* **Aim**: Both the line containing "with long dark" and the last line of the listing are included: write out exactly the lines from one to the other.

** start Extracted information **

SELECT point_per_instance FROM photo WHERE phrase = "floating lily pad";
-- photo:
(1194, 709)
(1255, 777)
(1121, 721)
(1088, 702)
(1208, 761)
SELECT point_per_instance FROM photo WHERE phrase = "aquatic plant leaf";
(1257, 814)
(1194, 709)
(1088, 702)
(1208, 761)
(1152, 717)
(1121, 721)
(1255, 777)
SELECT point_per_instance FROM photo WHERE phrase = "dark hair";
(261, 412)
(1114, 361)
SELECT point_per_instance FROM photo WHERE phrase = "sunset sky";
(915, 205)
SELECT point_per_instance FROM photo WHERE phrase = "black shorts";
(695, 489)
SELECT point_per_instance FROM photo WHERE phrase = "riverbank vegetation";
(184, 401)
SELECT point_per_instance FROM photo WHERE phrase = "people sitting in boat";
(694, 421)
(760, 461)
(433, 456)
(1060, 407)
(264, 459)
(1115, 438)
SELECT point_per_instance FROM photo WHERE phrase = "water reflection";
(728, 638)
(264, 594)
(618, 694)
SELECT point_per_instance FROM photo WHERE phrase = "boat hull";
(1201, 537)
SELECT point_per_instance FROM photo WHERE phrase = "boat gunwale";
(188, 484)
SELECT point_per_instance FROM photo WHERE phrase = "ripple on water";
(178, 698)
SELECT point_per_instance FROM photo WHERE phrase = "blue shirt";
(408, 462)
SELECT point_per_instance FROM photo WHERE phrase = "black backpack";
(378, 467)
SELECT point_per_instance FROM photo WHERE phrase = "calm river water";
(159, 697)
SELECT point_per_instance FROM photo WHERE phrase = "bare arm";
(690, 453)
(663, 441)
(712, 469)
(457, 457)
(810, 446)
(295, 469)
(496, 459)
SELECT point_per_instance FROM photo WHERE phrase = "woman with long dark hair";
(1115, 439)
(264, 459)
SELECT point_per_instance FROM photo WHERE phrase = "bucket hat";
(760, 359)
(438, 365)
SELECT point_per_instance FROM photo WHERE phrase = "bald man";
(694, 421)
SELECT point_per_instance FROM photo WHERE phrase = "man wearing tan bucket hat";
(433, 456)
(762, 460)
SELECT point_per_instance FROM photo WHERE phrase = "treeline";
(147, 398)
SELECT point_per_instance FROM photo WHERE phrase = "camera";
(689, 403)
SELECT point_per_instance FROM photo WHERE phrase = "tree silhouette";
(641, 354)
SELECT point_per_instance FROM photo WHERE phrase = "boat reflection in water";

** end Extracted information **

* **Solution to the exercise**:
SELECT point_per_instance FROM photo WHERE phrase = "woman with long dark hair";
(1115, 439)
(264, 459)
SELECT point_per_instance FROM photo WHERE phrase = "bucket hat";
(760, 359)
(438, 365)
SELECT point_per_instance FROM photo WHERE phrase = "bald man";
(694, 421)
SELECT point_per_instance FROM photo WHERE phrase = "man wearing tan bucket hat";
(433, 456)
(762, 460)
SELECT point_per_instance FROM photo WHERE phrase = "treeline";
(147, 398)
SELECT point_per_instance FROM photo WHERE phrase = "camera";
(689, 403)
SELECT point_per_instance FROM photo WHERE phrase = "tree silhouette";
(641, 354)
SELECT point_per_instance FROM photo WHERE phrase = "boat reflection in water";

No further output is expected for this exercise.